Thanks for the above information if that is true. I am proud for being a Hazara man and I do want more information about our origin. If our ancestors came from Mongolia and it is proven by someone thoroughly, I will appreciate it.

By anon288908 — On Sep 01, 2012

I agree that it is quite sad to see the extent to which the Hazara are discriminated against in their own country. I wish more of these people had the opportunities we have in the Western world or at least the ability to live peacefully without persecution in their own country.

It is a pity not more is known about them or their circumstances. I think watching Australian documentary series 'go back to where you came from' really gave me an insight into the circumstances of these people.

It is quite amazing to realize the numbers in which they are trying to flee Pakistan to enter other countries as asylum seekers and immigrants. I truly hope that more compassion and understanding is shown to these beautiful people when they cross over borders in desperation, looking for a better life.

By anon229765 — On Nov 15, 2011

I really like this site. I got a lot of good information for my report.

By anon229393 — On Nov 13, 2011

Another thing is that if the thousand soldiers of Genghis Khan had remained in Afghanistan, then all of them were male, so can someone tell me with which ethnic groups they had sex and with? Therefore, this theory is absolutely wrong.
━━━━━━━━━━
- Activity
Please carry on the comment thread about the origins of the Hazara people from its last comment.

- Data supplied
━━━━━━━━━━
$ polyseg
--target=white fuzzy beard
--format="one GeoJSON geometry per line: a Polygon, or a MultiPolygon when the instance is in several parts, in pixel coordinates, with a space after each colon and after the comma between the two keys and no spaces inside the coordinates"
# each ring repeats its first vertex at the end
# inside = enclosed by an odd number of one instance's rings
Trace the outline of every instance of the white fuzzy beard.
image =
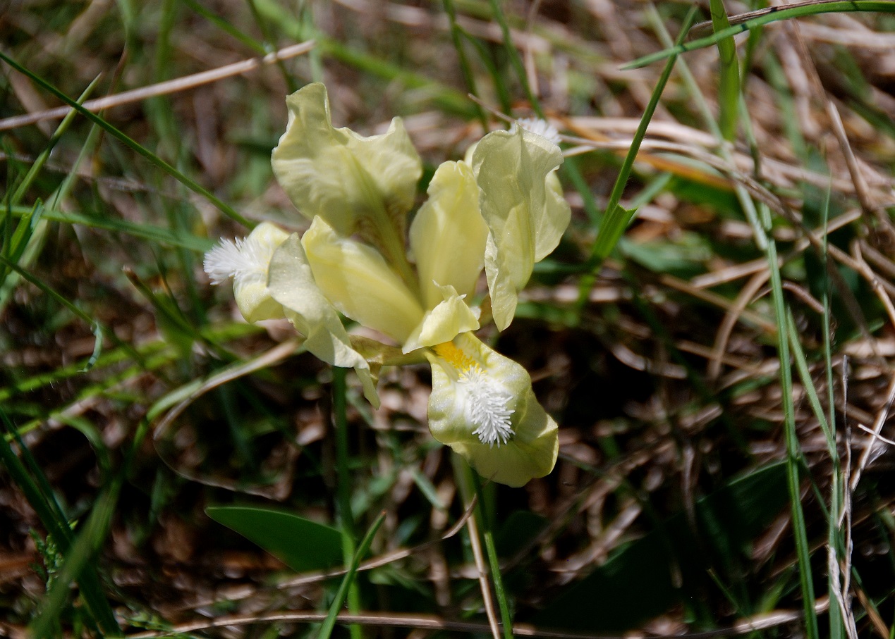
━━━━━━━━━━
- Solved problem
By anon229391 — On Nov 13, 2011

The Hazara are descendants of the Koshan empire. The Hazara people are not descendants of Genghis Khan.

I am a Hazara, but I am proud to be of the turkic tribe and I am proud to be a descendant of Koshan, who built the Buddha of Bamiyan. Maybe the Hazaras are of mixed turkic and mongol but the origin of the Hazara is Turkic.

By Misscoco — On Sep 15, 2011

I don't know enough about the history of Afghanistan or the history of the Hazara people to say too much about the subject. Yet,it is very interesting.

If the Hazara ethnic group had its beginnings in Asia, I wonder what prompted them to move into the desolate mountains of Afghanistan. Were they forced out or were they persecuted and moved on their own?

Then after they came into Afghanistan, and became a tribal unit, what were the reasons for their moving into Pakistan and all over the world?

I suppose it would be better if ethnic groups could stay together since they have bonds and a shared cultural tradition.

I guess I'll have to do some reading on the Hazara people. This article really woke me up to all that I don't know.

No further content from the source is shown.